## DATASET EXCERPTS

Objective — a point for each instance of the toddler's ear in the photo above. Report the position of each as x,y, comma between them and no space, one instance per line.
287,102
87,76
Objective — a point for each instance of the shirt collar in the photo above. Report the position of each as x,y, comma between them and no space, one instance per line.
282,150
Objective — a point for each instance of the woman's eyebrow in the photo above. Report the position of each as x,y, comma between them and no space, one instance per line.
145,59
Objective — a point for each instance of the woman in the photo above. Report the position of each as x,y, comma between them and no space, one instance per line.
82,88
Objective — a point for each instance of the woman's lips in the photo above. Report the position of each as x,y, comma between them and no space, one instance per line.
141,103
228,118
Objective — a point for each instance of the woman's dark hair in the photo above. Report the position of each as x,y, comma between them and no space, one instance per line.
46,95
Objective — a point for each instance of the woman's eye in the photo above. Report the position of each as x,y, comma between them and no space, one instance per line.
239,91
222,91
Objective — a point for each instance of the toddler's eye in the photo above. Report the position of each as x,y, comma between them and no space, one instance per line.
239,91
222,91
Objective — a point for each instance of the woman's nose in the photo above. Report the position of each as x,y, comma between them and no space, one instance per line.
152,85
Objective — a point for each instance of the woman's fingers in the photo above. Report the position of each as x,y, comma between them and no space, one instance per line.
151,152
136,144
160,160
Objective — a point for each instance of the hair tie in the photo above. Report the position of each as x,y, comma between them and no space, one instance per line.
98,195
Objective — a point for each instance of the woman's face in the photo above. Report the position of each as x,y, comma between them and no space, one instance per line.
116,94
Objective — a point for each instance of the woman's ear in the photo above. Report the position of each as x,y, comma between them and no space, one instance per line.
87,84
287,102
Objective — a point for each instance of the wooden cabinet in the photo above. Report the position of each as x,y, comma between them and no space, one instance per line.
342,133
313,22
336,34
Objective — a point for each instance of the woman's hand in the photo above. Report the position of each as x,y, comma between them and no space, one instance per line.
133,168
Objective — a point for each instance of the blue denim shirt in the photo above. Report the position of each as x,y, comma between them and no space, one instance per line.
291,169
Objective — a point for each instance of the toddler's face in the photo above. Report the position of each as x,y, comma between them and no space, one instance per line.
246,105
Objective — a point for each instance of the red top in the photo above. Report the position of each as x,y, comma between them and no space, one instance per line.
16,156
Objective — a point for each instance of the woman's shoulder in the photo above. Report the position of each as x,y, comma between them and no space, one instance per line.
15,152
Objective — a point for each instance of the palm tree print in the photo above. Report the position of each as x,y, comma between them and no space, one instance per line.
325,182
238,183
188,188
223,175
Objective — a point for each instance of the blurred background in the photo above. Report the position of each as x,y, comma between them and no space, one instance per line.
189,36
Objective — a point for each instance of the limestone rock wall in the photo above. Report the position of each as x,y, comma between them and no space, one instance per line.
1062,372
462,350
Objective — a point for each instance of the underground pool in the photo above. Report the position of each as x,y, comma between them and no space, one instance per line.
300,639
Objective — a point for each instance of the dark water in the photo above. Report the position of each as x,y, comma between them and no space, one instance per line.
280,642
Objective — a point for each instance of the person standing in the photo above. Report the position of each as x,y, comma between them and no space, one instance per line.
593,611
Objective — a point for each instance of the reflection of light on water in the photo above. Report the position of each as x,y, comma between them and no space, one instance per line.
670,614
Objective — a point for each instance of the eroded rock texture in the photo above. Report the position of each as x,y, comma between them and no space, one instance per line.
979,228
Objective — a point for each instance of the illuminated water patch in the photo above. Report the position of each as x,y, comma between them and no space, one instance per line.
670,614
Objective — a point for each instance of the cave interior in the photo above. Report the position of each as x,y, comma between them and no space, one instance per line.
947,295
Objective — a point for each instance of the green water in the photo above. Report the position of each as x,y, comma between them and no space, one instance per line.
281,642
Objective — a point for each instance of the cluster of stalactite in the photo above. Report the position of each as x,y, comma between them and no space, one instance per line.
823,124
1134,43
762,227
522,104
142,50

## EXERCISE
Return every one of the entries above word for word, with no changes.

## RESPONSE FOR THIS EXERCISE
Objective — a point for each instance of the toddler's ear in the photo above. Report the position of each as x,y, comma between them and no space, one instance per line.
287,102
87,76
Objective — a point for each instance of the shirt collar in the photo above. Report the position of each as x,y, comma between them and no space, one instance per line.
282,150
Objective — a point for each instance of the woman's eyebrow in the photo above. Report the position of each as x,y, comma between them and no space, one instance per line.
145,59
Objective — a point for each instance of the woman in the photo above. Report the position of each as x,y, comma between them and no space, one instance per line.
82,88
Objective — a point for each instance of the woman's lips in the photo above. Report the position of each as x,y, comma between them and no space, one instance per line.
141,103
228,118
Objective — a point for each instance of the woman's dark hair in the photo above. Report the position of each as x,y, comma between them and no space, one instance per line.
46,95
Objective — a point for each instance of the woman's eye in the photo above. Report the position of each as x,y, comma between them and no space, one instance per line.
239,91
222,91
Objective — a point for each instance of the toddler's eye in the photo above. Report the position of each as x,y, comma between them and no space, one instance per line.
239,91
222,91
Objective — a point for each instance of the woman's nose in the photo above. Report the position of each as x,y, comma between them and no space, one instance per line.
152,85
Objective — a point for each instance of the woman's fingers in the photo above. Report the position of each as x,y, comma between them and no space, one instance per line.
151,152
136,144
160,160
Objective — a point for each instance of the hair tie in the photo above. Report the position of each as x,y, comma between them and no space, one instance per line.
98,195
Objective — a point for each instance of the woman's face in the photo above. Report the position of each as x,y, comma between them and no space, one instance per line.
116,94
Objective — a point for each instance of the woman's ear in the photo above. Report the position of each as x,y, comma between them and no space, one instance per line.
87,84
287,102
Objective — a point for each instance of the wooden cabinet in the photo above. Report the position of each as x,y, comma between them and no space, one instance per line.
342,133
313,22
336,34
Objective — a point for each instance of the woman's hand in the photo above. Report the position of each as x,y, comma between them and no space, one instance per line.
133,168
Objective — a point for each instance of the blue denim shirt in the photo above. Report the position of each as x,y, comma between them and no space, one instance per line.
291,169
Objective — a point for each instance of the toddler's face in the photo above. Report the position of each as x,y, comma between them and no space, one instance per line.
246,105
Objective — a point for each instance of the red top in the photo above. Report the position of each as x,y, comma between them and no space, one instance per line.
16,156
Objective — a point for each instance of the woman's shoulder in the photo above. Report the position of each as x,y, comma between them and no space, one instance per line.
15,152
Objective — a point for each instance of the palm tree print in the photo above. Report the position of each as x,y, comma between them and no space, one instance per line.
325,182
238,183
188,188
223,175
Objective — a point for each instance of the blurred background in the photo above. Report the position of each as x,y, comma between them and no space, one instance per line.
189,36
Objective — a point for each instance of the limestone rock wall in the photo above. Report the position of each as x,y, comma between them and no space, one instance per line.
1062,372
462,350
Objective — a point for each instance of the underground pool in the photo above. Report the position of each as x,y, comma between them and no space, one instance per line.
300,639
Objective — a point for each instance of the dark water in the photo above. Report the position of each as x,y, comma between them and no space, one instance per line.
280,642
Objective — a point for each instance of the person standing in the photo above. Report the position of each as x,y, comma between them and no space, one instance per line.
593,611
Objective — a point for each instance of the reflection of light on water in the photo above. Report the position of each as x,y, comma between them and no space, one instance per line.
670,614
Objective — a point for each instance of the eroded rock texture in the photo above. Report the position of each as x,y, comma between them and no space, one instance per line.
979,228
Objective — a point for each instance of the illuminated water patch in the photo above. Report the position of each as x,y, comma between them and no space, one instance per line.
670,614
Objective — a point for each instance of the cave interior in the photo above. Report the position of each as x,y, comma between them and no space, one instance per line.
947,295
Objective — a point for each instance of the green water in the photo above. Report the position of each as x,y, comma between them and no space, one instance per line.
281,642
Objective — a point for each instance of the cluster of stalactite in the photo above. Report the position of each as x,y, comma between them and no space, one instance per line.
823,124
1134,43
762,227
522,104
142,50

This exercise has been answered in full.